▶ [Given records]:
•••
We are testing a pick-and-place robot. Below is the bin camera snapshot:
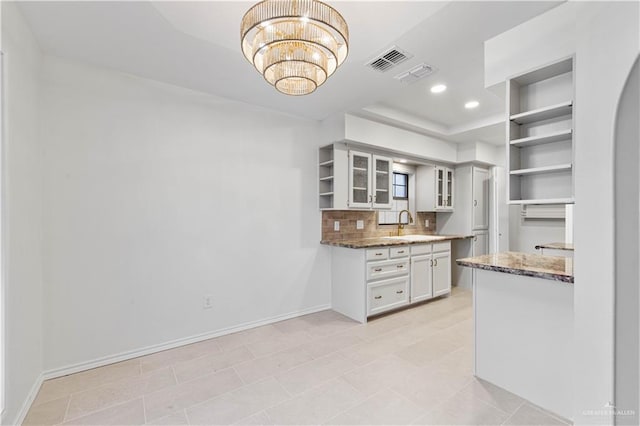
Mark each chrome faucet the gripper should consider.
[398,210,413,236]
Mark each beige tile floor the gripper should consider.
[25,290,566,425]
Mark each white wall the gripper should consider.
[485,2,640,424]
[40,57,330,370]
[574,2,640,423]
[509,205,565,254]
[344,114,457,163]
[1,2,42,424]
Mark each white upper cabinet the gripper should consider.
[416,166,455,212]
[349,151,373,208]
[371,155,393,209]
[318,143,393,210]
[472,166,490,231]
[349,150,393,209]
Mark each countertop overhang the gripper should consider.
[536,243,573,251]
[320,235,473,249]
[456,251,573,284]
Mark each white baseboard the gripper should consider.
[8,374,44,425]
[42,304,331,382]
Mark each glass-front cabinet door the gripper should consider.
[444,169,453,209]
[373,155,393,209]
[349,151,373,208]
[436,167,446,209]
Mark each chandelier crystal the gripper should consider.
[240,0,349,96]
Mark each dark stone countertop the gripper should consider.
[456,251,573,283]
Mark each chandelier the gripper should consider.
[240,0,349,96]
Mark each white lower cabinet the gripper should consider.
[411,254,433,302]
[331,241,451,322]
[367,276,409,316]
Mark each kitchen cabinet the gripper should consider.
[416,165,455,212]
[331,241,451,322]
[471,231,489,256]
[471,166,490,231]
[318,143,393,210]
[349,150,393,209]
[411,241,451,303]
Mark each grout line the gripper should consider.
[501,401,526,425]
[142,395,147,425]
[525,401,571,425]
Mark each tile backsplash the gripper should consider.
[322,210,436,241]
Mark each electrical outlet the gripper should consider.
[202,294,213,309]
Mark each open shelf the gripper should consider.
[509,164,572,176]
[508,197,575,204]
[509,101,573,124]
[510,129,573,147]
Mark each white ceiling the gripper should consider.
[20,0,559,143]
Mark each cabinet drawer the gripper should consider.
[433,241,451,253]
[367,248,389,260]
[367,258,409,281]
[411,244,431,256]
[389,246,409,259]
[367,277,409,315]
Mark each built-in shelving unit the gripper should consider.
[506,58,574,204]
[509,164,572,176]
[318,145,334,209]
[510,129,573,148]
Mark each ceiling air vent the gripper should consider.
[393,64,434,83]
[365,46,413,72]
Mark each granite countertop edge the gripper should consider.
[456,255,574,284]
[320,235,473,249]
[536,243,574,251]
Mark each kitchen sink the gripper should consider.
[383,234,447,242]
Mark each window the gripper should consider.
[393,172,409,200]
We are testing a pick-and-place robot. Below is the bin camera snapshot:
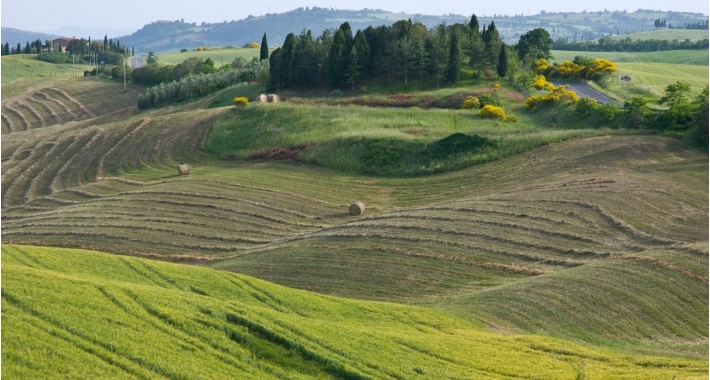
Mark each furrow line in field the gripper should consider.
[51,129,103,193]
[0,113,15,134]
[37,91,79,120]
[609,255,708,285]
[362,214,601,244]
[96,117,152,181]
[496,199,684,245]
[3,230,248,252]
[313,223,607,256]
[298,245,550,276]
[116,190,316,219]
[5,104,30,131]
[3,205,304,236]
[102,289,259,376]
[2,291,171,380]
[25,136,79,200]
[2,144,59,205]
[278,233,588,267]
[49,87,96,117]
[88,196,330,228]
[15,100,47,128]
[27,96,62,124]
[3,222,270,245]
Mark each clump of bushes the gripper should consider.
[525,75,579,110]
[232,96,249,106]
[480,104,505,120]
[461,96,481,110]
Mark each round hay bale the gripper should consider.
[178,164,190,175]
[350,201,365,215]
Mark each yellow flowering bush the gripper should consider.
[525,75,579,109]
[461,96,481,110]
[480,104,505,119]
[233,96,249,107]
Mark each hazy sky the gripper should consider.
[1,0,708,32]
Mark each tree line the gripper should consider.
[0,35,131,56]
[552,36,708,52]
[269,14,552,90]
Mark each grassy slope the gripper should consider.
[0,54,89,84]
[612,29,708,41]
[551,49,708,67]
[157,48,273,68]
[2,77,708,362]
[2,245,707,379]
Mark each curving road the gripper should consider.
[131,56,146,69]
[552,82,616,104]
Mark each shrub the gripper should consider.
[233,96,249,106]
[574,97,598,118]
[481,104,505,119]
[461,96,481,110]
[597,103,623,121]
[478,94,500,108]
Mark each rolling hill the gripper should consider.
[2,245,707,379]
[1,49,708,379]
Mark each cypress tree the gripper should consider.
[353,30,370,74]
[280,33,298,87]
[345,46,362,90]
[468,13,481,33]
[269,48,283,90]
[327,28,346,87]
[259,33,269,61]
[446,28,461,84]
[496,44,508,78]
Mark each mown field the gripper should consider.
[611,29,708,41]
[551,49,708,69]
[0,54,89,84]
[2,245,707,379]
[156,47,274,68]
[2,57,708,378]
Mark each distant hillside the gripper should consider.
[0,27,57,47]
[122,7,707,52]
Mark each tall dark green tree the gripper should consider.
[345,46,362,90]
[293,30,318,87]
[496,44,508,78]
[259,33,269,61]
[353,30,370,74]
[468,13,481,33]
[269,48,283,90]
[279,33,298,87]
[446,25,461,84]
[327,26,349,87]
[516,28,553,62]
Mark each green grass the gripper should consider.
[0,54,89,85]
[156,48,273,68]
[205,99,616,176]
[612,29,708,41]
[2,245,707,379]
[551,49,708,66]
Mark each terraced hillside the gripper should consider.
[2,245,707,379]
[2,67,708,370]
[1,78,145,135]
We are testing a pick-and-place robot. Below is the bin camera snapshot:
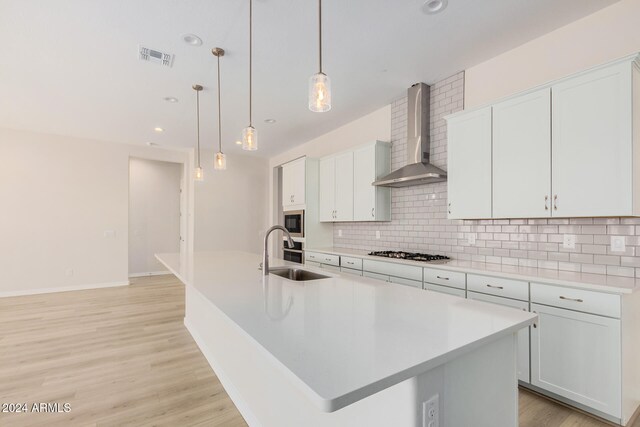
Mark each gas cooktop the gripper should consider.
[369,251,450,262]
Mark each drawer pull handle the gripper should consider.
[560,295,584,302]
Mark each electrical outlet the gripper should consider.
[562,234,576,249]
[422,394,440,427]
[611,236,627,252]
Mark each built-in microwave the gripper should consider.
[284,210,304,237]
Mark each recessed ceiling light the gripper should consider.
[422,0,449,15]
[182,34,202,46]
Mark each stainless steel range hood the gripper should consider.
[373,83,447,187]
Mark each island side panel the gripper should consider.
[185,286,517,427]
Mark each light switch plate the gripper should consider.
[467,233,476,245]
[562,234,576,249]
[611,236,627,252]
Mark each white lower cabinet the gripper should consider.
[531,304,622,418]
[467,292,531,383]
[340,267,362,276]
[422,282,466,298]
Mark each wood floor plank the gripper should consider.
[0,276,246,427]
[0,275,640,427]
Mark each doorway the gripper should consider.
[129,157,186,277]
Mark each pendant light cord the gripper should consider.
[217,55,222,153]
[249,0,253,127]
[196,90,200,168]
[318,0,322,74]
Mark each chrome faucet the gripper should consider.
[262,225,294,276]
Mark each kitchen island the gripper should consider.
[157,251,536,427]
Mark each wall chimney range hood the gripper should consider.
[372,83,447,187]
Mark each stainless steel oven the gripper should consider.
[284,210,304,237]
[282,239,304,264]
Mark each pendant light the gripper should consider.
[192,85,204,181]
[242,0,258,151]
[211,47,227,170]
[309,0,331,113]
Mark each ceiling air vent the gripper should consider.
[138,46,173,67]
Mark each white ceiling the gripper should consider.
[0,0,615,156]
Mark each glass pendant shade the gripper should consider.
[309,73,331,113]
[193,167,204,181]
[213,151,227,171]
[242,126,258,151]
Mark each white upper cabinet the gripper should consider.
[447,107,491,219]
[319,157,336,222]
[320,141,391,222]
[353,141,391,221]
[492,88,551,218]
[447,56,640,219]
[282,157,306,210]
[334,152,353,221]
[552,62,633,217]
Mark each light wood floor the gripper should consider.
[0,276,640,427]
[0,276,246,427]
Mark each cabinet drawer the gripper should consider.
[362,271,389,282]
[340,256,362,270]
[424,268,466,289]
[389,276,422,289]
[340,267,362,276]
[467,274,529,301]
[320,264,340,273]
[304,252,340,267]
[424,282,466,298]
[531,283,620,318]
[362,259,422,282]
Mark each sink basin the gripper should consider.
[269,267,329,282]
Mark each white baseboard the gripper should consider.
[184,317,262,427]
[0,280,129,298]
[129,270,171,279]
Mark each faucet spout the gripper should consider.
[262,225,294,276]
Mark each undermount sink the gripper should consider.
[269,267,329,282]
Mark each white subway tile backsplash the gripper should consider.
[334,73,640,278]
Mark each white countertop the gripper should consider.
[306,248,640,294]
[157,251,536,411]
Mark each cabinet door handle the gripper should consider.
[560,295,584,302]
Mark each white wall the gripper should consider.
[0,129,191,296]
[129,158,182,276]
[195,150,269,253]
[465,0,640,108]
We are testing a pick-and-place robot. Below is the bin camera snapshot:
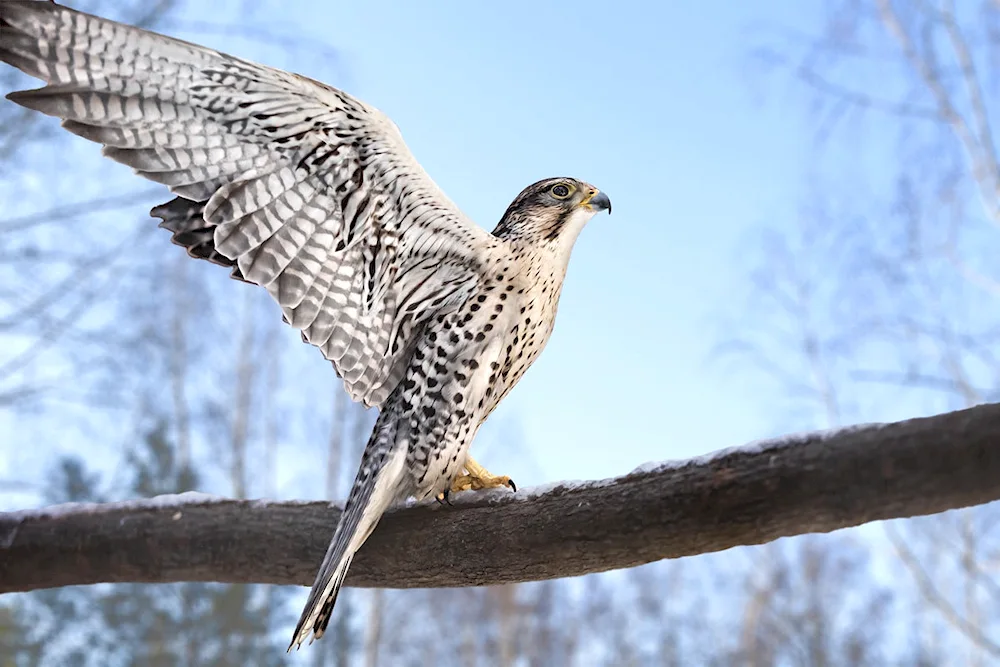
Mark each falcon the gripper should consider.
[0,0,611,649]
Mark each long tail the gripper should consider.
[288,422,407,651]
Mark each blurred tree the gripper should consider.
[725,0,1000,665]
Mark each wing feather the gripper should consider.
[0,0,498,405]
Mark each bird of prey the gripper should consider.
[0,0,611,649]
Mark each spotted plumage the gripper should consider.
[0,0,611,645]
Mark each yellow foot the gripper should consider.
[446,456,517,499]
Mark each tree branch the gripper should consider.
[0,404,1000,592]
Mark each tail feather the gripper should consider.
[288,422,407,650]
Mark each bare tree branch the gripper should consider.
[0,404,1000,592]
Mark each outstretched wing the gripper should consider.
[0,0,497,406]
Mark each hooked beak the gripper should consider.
[580,191,611,215]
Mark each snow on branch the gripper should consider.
[0,405,1000,593]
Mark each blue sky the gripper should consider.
[0,0,836,497]
[236,0,818,483]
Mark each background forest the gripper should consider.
[0,0,1000,667]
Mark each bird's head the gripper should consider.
[493,178,611,246]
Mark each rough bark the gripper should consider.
[0,405,1000,592]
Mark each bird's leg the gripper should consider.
[451,456,517,492]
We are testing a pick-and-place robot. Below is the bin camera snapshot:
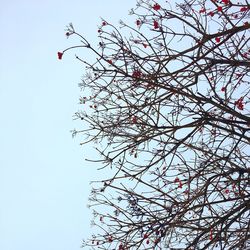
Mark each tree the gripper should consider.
[58,0,250,250]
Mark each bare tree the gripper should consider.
[58,0,250,250]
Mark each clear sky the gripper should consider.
[0,0,136,250]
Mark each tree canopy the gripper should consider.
[58,0,250,250]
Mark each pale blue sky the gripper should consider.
[0,0,136,250]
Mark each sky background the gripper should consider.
[0,0,136,250]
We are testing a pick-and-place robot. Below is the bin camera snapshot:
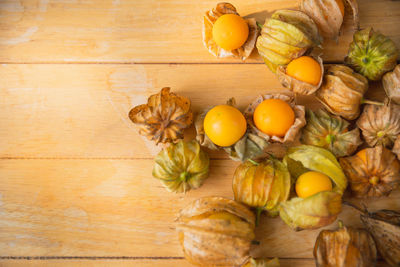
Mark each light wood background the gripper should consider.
[0,0,400,266]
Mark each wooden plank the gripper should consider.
[0,160,400,258]
[0,0,400,63]
[0,64,384,158]
[0,259,332,267]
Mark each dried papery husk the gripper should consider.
[392,135,400,160]
[241,258,280,267]
[360,210,400,266]
[194,98,269,161]
[344,27,399,81]
[357,100,400,148]
[340,146,400,198]
[300,109,362,157]
[314,221,377,267]
[152,140,210,193]
[256,9,322,72]
[316,65,368,120]
[232,157,291,224]
[244,94,306,143]
[300,0,359,41]
[276,56,324,95]
[279,145,347,231]
[346,202,400,266]
[382,64,400,105]
[176,197,255,266]
[203,2,259,60]
[129,87,193,144]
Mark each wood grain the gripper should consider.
[0,64,384,158]
[0,0,400,63]
[0,159,400,258]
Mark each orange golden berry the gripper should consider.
[253,99,295,137]
[286,56,322,85]
[296,171,332,198]
[204,105,247,147]
[213,14,249,51]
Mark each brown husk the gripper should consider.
[357,100,400,148]
[360,210,400,266]
[129,87,193,144]
[382,64,400,105]
[244,94,306,143]
[276,56,324,95]
[339,146,400,198]
[176,197,255,266]
[300,0,359,41]
[203,2,259,60]
[316,65,368,120]
[301,109,362,157]
[314,222,377,267]
[194,98,269,161]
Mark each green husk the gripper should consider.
[301,109,362,157]
[152,140,209,193]
[344,27,399,81]
[279,145,347,231]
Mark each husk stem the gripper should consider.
[361,98,384,106]
[256,207,264,226]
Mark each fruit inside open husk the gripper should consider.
[300,0,359,40]
[256,9,322,72]
[344,27,399,81]
[176,197,255,266]
[232,157,291,224]
[314,221,377,267]
[241,258,280,267]
[382,64,400,105]
[129,87,193,144]
[357,100,400,148]
[340,146,400,198]
[153,140,209,193]
[301,109,362,157]
[276,56,324,95]
[316,65,368,120]
[244,94,306,143]
[279,145,347,231]
[203,2,259,60]
[194,98,269,161]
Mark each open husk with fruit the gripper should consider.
[301,109,362,157]
[300,0,359,41]
[357,100,400,148]
[232,157,291,224]
[314,221,377,267]
[203,2,259,60]
[316,65,368,120]
[276,56,324,95]
[340,146,400,198]
[244,94,306,143]
[279,145,347,231]
[129,87,193,144]
[256,9,322,73]
[194,98,269,161]
[176,197,255,266]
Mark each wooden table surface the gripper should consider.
[0,0,400,267]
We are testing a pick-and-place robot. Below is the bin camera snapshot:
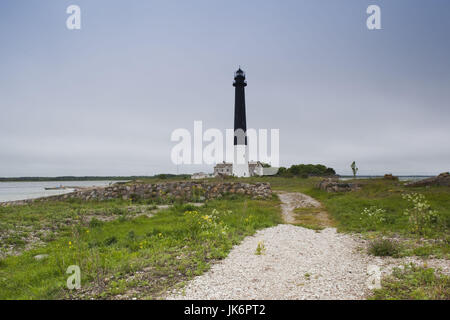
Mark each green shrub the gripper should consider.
[370,264,450,300]
[105,236,117,246]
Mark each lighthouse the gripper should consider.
[233,68,249,177]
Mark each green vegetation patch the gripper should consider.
[0,198,281,299]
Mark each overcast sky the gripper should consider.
[0,0,450,177]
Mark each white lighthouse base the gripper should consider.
[233,145,250,177]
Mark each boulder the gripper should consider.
[317,178,360,192]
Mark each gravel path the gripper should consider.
[166,193,449,300]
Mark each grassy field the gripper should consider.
[0,177,450,299]
[0,198,280,299]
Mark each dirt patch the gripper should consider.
[278,192,334,229]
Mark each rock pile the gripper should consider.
[0,181,272,206]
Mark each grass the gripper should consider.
[0,198,280,299]
[369,239,399,257]
[370,264,450,300]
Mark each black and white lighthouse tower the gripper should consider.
[233,68,249,177]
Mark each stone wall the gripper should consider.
[0,181,272,206]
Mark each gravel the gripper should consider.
[165,193,450,300]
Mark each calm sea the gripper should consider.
[0,181,125,202]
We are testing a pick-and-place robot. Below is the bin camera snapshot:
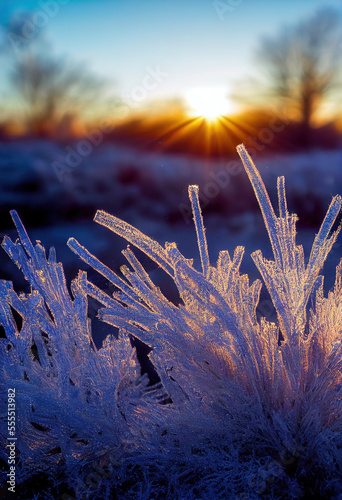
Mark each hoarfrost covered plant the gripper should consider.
[0,145,342,499]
•••
▶ [The exercise]:
Add 120 to every bounding box coordinate in the lines from the start of the records up to and including the line with "[1,2,42,424]", and write all of those lines out again with nothing else changed, leaving out the pictures.

▶ [Finished task]:
We are testing a pick-and-place robot. Below is the bin camera snapshot:
Mark each chrome faucet the gripper should consider.
[518,330,533,356]
Mark each beige tile floor the gripper should consider.
[145,410,686,545]
Mark each white wall the gripper should consider.
[605,122,760,544]
[160,177,450,490]
[694,122,760,543]
[629,325,685,374]
[464,234,577,283]
[121,122,162,544]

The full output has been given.